▼
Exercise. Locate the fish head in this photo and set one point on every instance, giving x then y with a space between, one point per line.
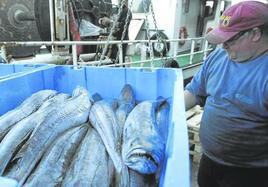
143 145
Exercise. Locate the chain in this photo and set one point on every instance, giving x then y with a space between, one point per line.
159 38
127 20
111 33
146 10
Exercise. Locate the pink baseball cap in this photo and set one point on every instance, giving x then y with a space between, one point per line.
239 17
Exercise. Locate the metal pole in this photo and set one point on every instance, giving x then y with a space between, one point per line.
51 16
192 51
205 50
121 60
74 56
4 52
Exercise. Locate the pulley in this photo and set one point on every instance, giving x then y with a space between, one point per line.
17 23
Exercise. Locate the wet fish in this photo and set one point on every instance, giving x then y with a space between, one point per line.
103 119
19 134
126 104
72 113
90 166
56 160
28 106
137 180
143 143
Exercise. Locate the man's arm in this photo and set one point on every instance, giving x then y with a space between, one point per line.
189 99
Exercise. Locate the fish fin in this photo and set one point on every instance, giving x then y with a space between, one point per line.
96 97
124 177
159 102
79 90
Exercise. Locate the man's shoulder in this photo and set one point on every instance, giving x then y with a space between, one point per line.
216 57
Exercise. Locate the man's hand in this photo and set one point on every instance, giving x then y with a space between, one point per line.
105 21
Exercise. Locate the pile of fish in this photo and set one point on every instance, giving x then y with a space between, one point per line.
54 139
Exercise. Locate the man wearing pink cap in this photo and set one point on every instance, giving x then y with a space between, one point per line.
▲
### Work to complete
Transcribe the records above exactly as they appear, leaving out any pictures.

### Written answer
Exercise. Locate the fish head in this photo and set one point on every instance, giving x then y with a space between, one point per line.
143 145
Exercise. Locate the chain in this photo and set one point on every instance, giving x then y with a space between, one point per line.
159 38
127 20
111 33
146 10
Exercise. Locate the pink baseball cap in this photo and set one point on every instance, giving x then y with a space between, one point per line.
239 17
Exercise. Locate the metal pole in this photo and set one point on every instance, giving x then y with a space between, one point per line.
51 16
192 51
205 50
121 60
74 56
4 52
Exercise. Locate the pulley in this photo and set one point on every instance, giving x then y with a space between, one point per line.
17 23
Exercise. Locate the wet fish in this photo and set one point on every instance, giving x then y with a space between, one point per line.
103 119
19 134
126 104
72 113
90 166
56 160
28 106
137 180
143 143
Exercise. Locate the man's arm in this photo and set one point on every instance, giving x then y with a space between, one point per line.
189 99
Exercise. Locate the fish fin in this photo and set one point on every instance, giving x then y with a space between, one point per line.
96 97
124 177
159 102
79 90
Exercise. Locate the man's shoulder in this photo and set one point on every instance, giving x then y with a space between, one point per line.
216 57
Exercise. Locate the man's hand in this photo and set one point on every instance, giving x then y with a space between, one point per line.
105 21
Exercise. Locate the pile of fish in this photo and set one point on every instance, giving x then y with a space between, one point per line.
54 139
Exercise. Locate the man wearing pink cap in this photo and set one point on every instance, giving x then y with a space between, one point per line.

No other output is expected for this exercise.